As duas dimensões da atividade empresarial estão em permanente tensão e troca. De um lado, a normalidade e estabilidade de um setor pode ser perturbada pela disrupção causada por um novo agente ou uma tecnologia inovadora, situação em que uma nova configuração do setor deverá, ainda que no médio prazo, ocorrer. Por outro lado, e em complemento, a nova configuração tende, ao menos potencialmente, a multiplicar os agentes produtores e usuários da inovação, criando uma nova normalidade e estabilidade.

Ao mesmo tempo em que cria as condições para disponibilização de bens e serviços necessários, essenciais ou simplesmente desejados e faz avançar a evolução tecnológica, a atividade empresarial gera riqueza, empregos e promove o desenvolvimento, tudo isso em um ambiente de relativa incerteza. Ela é, portanto, não apenas economicamente interessante, mas socialmente indispensável.

A atividade empresarial privada, bem como a materialização das suas potenciais virtudes econômicas e sociais, contudo, não se desenvolve no vácuo normativo e institucional e não deve, segundo se passou a entender ao longo do tempo, ocorrer de forma ilimitada (se é que em algum momento ocorreu de forma ilimitada).

Aquilo que normalmente chamamos de mercado, "local" onde a atividade empresarial se desenvolve, é, sempre, resultado de uma determinada construção jurídico-política-institucional. O "mercado" é sempre estruturado e conformado por um determinado arranjo institucional específico. Ou seja, qualquer forma concreta de sistema econômico só existe na medida das relações de interdependência que mantém com os sistemas jurídico e político (e com outros sistemas sociais), relações estas que são sempre contingenciais e dependentes de trajetória. Não há, portanto, relações de interdependência puras/ideais nem é possível estruturar um "mercado" do zero.

Em síntese, não é sustentável a afirmação de que, em sociedades modernas, complexas e plurais seja possível um cenário econômico em que o Estado não mantenha relação com o "mercado".

A estruturação jurídica de um "mercado" é realizada de múltiplas formas, através de espécies normativas de diferentes "naturezas" e depende de uma diversidade de órgãos e entidades. A criação, deliberada ou espontânea, das instituições conformadoras da atividade empresarial vai desde o direito civil e a existência de um Poder Judiciário até o direito administrativo e suas entidades reguladoras e não reguladoras, passando pelas normas e instituições do direito do trabalho, do direito do consumidor e do direito tributário, dentre outras. Este texto está diretamente voltado a tratar da ordenação normativa pública da econômica.

Por ordenação pública da economia se entende, aqui, de forma geral, o que se costuma chamar de "intervenção indireta" ou regulação normativa. Trata-se de qualquer tipo de ação normativa estatal que, através da criação e aplicação de princípios e regras de comando e controle ou de indução, visa a possibilitar ou pautar o comportamento de agentes econômicos, especialmente a atividade empresarial. Estas ações normativas podem ser normas constitucionais, legais ou infralegais e podem ser criadas e aplicadas pelo processo legislativo, pelo processo judicial e, especialmente, pela administração pública direta e indireta. Não se está a tratar, portanto, da atividade empresarial, prestacional ou de fomento do Estado.

EXERCÍCIOS:
a: De acordo com o texto sobre atividade empresarial, por que não é possível estruturar um "mercado" do zero? Explique em uma a três frases.
b: Transcreva do texto sobre atividade empresarial o trecho que vai de "As duas dimensões" a "mas socialmente indispensável.".
Responda com base apenas no texto sobre atividade empresarial.

DADOS EXTRAÍDOS:
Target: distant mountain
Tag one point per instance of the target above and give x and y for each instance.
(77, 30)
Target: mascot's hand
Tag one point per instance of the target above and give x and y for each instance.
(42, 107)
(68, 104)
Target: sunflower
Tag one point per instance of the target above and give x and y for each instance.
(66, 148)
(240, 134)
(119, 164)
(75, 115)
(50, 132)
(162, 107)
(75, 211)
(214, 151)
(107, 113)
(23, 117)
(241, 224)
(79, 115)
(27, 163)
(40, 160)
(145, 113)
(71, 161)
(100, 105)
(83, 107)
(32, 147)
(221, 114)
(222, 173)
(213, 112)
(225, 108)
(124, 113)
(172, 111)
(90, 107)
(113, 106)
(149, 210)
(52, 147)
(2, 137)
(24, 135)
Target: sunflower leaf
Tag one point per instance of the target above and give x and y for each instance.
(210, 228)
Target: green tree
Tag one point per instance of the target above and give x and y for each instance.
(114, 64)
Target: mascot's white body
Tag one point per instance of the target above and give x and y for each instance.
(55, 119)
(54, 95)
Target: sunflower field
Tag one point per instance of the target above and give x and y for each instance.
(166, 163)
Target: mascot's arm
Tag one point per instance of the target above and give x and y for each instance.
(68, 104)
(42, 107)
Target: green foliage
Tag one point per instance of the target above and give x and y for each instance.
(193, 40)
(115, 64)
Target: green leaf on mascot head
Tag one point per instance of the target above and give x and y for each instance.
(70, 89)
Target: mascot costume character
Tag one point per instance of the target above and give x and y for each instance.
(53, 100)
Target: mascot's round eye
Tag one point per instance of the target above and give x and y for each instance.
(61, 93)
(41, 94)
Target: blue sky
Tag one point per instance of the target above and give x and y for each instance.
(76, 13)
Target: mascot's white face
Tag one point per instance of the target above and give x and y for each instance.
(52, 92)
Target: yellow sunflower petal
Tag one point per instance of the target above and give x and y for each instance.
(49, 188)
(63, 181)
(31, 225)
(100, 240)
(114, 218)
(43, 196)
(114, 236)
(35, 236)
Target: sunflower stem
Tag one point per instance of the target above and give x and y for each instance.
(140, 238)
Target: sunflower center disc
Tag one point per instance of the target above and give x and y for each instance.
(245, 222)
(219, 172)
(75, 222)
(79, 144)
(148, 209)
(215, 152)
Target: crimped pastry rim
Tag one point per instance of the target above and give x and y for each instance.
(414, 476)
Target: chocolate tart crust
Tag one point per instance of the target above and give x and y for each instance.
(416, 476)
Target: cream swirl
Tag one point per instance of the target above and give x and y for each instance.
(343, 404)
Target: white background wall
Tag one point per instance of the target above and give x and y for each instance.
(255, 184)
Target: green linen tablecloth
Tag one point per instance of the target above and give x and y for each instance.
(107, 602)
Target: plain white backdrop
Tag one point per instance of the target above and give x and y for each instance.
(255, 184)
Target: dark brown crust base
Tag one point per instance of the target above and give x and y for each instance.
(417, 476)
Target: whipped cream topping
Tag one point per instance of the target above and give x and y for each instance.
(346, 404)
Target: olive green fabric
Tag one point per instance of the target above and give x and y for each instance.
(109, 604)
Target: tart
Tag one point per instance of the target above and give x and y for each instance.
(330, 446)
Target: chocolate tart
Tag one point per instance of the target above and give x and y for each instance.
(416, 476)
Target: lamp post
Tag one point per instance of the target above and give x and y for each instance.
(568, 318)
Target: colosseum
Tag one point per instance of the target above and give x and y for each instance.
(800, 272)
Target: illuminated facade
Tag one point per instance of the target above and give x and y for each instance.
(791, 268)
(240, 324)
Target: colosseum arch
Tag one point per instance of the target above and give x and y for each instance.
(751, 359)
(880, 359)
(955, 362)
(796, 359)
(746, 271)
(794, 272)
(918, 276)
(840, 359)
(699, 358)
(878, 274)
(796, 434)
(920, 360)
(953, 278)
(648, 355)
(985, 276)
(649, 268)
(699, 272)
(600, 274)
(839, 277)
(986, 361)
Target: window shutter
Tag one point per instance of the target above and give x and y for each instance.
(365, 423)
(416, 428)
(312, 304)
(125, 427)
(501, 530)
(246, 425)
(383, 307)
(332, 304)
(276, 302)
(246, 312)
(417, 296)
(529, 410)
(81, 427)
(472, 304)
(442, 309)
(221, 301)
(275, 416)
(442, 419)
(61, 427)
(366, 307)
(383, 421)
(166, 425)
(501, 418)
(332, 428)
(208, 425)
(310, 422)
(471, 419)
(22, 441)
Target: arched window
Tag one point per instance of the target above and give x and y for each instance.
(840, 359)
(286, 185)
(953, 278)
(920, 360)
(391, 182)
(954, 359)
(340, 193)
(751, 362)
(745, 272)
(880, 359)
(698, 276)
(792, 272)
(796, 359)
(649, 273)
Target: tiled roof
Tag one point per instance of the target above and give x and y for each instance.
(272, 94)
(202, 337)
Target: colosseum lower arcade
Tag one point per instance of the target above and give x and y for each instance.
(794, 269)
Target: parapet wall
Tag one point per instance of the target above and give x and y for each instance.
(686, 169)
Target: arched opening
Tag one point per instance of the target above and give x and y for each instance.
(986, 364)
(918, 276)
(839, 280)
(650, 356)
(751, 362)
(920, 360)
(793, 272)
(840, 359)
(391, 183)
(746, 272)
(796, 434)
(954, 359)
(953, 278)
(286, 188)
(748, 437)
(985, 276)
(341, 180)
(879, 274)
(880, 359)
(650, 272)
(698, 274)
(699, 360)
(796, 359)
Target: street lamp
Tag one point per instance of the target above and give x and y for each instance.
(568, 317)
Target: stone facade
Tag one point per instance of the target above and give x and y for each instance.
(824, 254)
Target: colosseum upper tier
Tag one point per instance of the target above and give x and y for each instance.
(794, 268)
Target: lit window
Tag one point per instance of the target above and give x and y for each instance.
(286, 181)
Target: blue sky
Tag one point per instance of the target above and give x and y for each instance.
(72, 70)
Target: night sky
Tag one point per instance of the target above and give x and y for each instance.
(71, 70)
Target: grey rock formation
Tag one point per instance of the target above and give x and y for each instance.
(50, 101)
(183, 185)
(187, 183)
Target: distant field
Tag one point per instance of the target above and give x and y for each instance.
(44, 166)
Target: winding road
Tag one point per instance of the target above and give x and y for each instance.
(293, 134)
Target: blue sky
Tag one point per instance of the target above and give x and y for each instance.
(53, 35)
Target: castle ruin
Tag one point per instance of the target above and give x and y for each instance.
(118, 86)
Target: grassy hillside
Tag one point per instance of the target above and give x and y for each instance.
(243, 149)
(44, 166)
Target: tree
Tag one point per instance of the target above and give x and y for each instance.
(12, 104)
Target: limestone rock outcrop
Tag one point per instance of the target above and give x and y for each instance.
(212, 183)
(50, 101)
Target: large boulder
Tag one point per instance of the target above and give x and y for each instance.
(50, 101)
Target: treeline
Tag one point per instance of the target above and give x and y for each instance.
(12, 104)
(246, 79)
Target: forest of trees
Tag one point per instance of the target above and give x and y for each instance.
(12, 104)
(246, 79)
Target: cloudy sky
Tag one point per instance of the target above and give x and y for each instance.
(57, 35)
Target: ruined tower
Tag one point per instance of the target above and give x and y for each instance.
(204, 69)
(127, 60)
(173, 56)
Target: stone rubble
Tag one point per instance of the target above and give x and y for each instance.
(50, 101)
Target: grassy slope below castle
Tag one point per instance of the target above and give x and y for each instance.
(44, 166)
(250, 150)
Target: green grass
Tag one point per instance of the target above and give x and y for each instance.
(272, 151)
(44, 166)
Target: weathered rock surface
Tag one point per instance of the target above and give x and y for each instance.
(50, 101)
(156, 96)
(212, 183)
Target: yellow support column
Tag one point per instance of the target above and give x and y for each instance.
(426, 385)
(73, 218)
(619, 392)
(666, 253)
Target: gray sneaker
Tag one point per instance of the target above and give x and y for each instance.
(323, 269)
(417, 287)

RESPOSTAS:
a: Qualquer forma concreta de sistema econômico só existe na medida das relações de interdependência que mantém com os sistemas jurídico e político, além de outros sistemas sociais. Essas relações são sempre contingenciais e dependentes de trajetória, de modo que não existem relações de interdependência puras ou ideais.

b:
As duas dimensões da atividade empresarial estão em permanente tensão e troca. De um lado, a normalidade e estabilidade de um setor pode ser perturbada pela disrupção causada por um novo agente ou uma tecnologia inovadora, situação em que uma nova configuração do setor deverá, ainda que no médio prazo, ocorrer. Por outro lado, e em complemento, a nova configuração tende, ao menos potencialmente, a multiplicar os agentes produtores e usuários da inovação, criando uma nova normalidade e estabilidade.

Ao mesmo tempo em que cria as condições para disponibilização de bens e serviços necessários, essenciais ou simplesmente desejados e faz avançar a evolução tecnológica, a atividade empresarial gera riqueza, empregos e promove o desenvolvimento, tudo isso em um ambiente de relativa incerteza. Ela é, portanto, não apenas economicamente interessante, mas socialmente indispensável.